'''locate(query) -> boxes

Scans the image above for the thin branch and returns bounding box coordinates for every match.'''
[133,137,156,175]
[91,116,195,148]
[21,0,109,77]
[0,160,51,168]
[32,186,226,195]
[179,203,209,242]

## Work required
Recast the listing above as a Markdown table with the columns Row and Text, giving each line its own numbered row and leaving out blank lines.

## Answer to this exercise
| Row | Text |
|---|---|
| 1 | '''locate(query) -> boxes |
| 2 | Scans the image above for the thin branch and returns bounding box coordinates for every match.''' |
| 3 | [133,137,156,175] |
| 4 | [91,116,195,148] |
| 5 | [21,0,109,77] |
| 6 | [0,160,51,168] |
| 7 | [32,186,226,195] |
| 8 | [179,203,209,242] |